Work to be completed: Starting with the line that contains "label the pile" and going on through the end of the items, render those lines as a JSON list of strings, one string per line, with blank lines left out.
** start Records provided **
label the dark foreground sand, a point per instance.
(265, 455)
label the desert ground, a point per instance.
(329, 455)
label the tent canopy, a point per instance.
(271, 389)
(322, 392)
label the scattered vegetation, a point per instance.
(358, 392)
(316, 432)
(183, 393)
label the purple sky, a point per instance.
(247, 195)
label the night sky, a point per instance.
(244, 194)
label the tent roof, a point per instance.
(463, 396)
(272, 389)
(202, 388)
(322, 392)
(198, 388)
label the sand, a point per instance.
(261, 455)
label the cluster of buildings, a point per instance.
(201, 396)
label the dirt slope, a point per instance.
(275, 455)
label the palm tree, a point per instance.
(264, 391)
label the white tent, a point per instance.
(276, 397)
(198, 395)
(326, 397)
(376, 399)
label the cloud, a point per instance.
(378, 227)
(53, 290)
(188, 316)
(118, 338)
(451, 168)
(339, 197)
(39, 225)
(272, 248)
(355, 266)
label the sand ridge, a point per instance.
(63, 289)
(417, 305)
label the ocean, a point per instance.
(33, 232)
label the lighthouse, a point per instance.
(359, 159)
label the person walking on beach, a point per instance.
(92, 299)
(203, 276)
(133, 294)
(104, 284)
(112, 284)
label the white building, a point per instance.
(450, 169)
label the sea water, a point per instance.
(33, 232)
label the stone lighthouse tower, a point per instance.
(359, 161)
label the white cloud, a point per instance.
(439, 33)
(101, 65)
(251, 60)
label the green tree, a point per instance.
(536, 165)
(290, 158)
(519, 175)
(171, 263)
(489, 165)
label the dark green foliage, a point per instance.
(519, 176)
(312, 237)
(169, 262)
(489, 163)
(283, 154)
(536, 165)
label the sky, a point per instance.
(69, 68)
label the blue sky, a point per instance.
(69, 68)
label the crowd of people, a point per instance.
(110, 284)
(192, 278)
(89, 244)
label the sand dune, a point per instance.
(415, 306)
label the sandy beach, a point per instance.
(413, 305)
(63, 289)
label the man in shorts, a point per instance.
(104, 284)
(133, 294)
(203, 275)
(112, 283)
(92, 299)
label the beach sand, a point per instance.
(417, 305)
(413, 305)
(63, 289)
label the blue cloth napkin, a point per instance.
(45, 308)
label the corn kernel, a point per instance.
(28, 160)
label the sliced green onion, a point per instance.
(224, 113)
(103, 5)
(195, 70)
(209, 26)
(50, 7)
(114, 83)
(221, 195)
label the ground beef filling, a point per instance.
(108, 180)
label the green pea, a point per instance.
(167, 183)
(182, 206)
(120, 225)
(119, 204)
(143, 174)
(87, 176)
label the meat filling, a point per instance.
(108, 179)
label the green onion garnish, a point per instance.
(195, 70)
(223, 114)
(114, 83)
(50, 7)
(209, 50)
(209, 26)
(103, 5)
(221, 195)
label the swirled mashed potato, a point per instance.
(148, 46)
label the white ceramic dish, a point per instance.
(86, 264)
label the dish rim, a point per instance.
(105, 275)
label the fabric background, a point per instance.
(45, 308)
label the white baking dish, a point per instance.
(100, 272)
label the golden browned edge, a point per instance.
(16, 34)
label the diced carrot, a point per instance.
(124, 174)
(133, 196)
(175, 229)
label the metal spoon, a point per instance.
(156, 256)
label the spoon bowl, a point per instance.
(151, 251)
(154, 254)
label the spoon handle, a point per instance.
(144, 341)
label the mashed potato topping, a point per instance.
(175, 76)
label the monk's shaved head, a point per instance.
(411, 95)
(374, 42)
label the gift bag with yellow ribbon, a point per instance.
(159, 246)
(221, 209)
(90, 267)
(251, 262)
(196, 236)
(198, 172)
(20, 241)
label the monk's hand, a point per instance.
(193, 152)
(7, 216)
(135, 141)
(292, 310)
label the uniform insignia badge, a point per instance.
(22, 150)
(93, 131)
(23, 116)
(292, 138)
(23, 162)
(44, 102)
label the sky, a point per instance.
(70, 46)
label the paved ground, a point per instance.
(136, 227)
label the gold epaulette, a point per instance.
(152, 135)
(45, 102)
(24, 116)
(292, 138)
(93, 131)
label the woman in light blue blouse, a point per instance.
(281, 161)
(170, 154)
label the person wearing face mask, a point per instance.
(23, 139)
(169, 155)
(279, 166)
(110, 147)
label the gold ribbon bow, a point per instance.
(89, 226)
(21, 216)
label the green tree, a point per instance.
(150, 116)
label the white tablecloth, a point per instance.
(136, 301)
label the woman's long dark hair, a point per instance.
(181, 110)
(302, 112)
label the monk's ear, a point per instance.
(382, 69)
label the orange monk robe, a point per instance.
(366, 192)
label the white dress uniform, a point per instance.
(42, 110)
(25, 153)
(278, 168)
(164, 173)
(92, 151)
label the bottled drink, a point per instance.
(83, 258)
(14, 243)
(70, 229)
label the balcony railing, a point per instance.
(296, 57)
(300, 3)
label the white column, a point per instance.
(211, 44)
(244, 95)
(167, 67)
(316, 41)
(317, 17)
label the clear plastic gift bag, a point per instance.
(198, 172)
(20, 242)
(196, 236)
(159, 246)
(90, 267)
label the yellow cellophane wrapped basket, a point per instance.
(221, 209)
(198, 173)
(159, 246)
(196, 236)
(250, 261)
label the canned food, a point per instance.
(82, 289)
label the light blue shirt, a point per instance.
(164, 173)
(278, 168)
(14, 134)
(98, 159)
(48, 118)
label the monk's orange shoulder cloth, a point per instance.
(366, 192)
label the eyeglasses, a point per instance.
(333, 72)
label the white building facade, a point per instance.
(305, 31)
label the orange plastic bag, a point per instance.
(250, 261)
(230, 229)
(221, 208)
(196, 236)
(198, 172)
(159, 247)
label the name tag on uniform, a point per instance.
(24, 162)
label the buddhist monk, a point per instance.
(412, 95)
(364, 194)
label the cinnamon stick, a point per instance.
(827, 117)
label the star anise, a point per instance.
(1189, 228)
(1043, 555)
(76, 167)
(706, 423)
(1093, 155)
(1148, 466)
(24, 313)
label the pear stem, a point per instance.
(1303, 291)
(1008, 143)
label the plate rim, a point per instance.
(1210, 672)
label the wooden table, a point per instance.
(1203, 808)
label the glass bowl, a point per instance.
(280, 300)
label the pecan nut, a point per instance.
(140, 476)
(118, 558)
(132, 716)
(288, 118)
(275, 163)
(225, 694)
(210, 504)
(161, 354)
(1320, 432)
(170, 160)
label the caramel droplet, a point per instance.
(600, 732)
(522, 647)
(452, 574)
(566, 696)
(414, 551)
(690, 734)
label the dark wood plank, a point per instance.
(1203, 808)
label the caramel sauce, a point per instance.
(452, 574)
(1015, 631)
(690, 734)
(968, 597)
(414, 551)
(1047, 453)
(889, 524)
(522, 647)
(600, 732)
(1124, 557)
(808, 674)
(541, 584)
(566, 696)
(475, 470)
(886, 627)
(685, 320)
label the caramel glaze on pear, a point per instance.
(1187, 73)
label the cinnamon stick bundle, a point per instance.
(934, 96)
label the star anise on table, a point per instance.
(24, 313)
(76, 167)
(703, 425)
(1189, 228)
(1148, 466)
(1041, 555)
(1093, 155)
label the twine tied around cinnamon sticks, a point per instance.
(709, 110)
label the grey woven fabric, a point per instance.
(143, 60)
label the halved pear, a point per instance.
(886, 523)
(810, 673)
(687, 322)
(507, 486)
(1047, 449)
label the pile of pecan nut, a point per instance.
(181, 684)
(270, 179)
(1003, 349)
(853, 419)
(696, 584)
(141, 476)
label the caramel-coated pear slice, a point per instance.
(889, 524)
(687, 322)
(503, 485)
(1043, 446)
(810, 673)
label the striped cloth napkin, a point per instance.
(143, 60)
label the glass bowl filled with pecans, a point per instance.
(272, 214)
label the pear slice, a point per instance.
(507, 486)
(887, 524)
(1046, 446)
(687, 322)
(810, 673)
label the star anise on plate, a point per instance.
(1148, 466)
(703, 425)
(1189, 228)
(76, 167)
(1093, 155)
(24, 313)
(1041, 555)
** end Records provided **
Complete answer:
[
  "label the pile of pecan nut, a point per instance.",
  "(181, 684)",
  "(270, 179)",
  "(1003, 349)",
  "(853, 419)",
  "(696, 584)",
  "(141, 476)",
  "label the caramel-coated pear slice, a point per instance.",
  "(889, 524)",
  "(687, 322)",
  "(503, 485)",
  "(1043, 446)",
  "(810, 673)",
  "label the striped cloth napkin, a point per instance.",
  "(143, 60)",
  "label the glass bowl filled with pecans, a point per instance.",
  "(272, 214)",
  "label the pear slice, a point per instance.",
  "(507, 486)",
  "(887, 524)",
  "(1046, 446)",
  "(687, 322)",
  "(810, 673)",
  "label the star anise on plate, a point per instance.",
  "(1148, 466)",
  "(703, 425)",
  "(1189, 228)",
  "(76, 167)",
  "(1093, 155)",
  "(24, 313)",
  "(1041, 555)"
]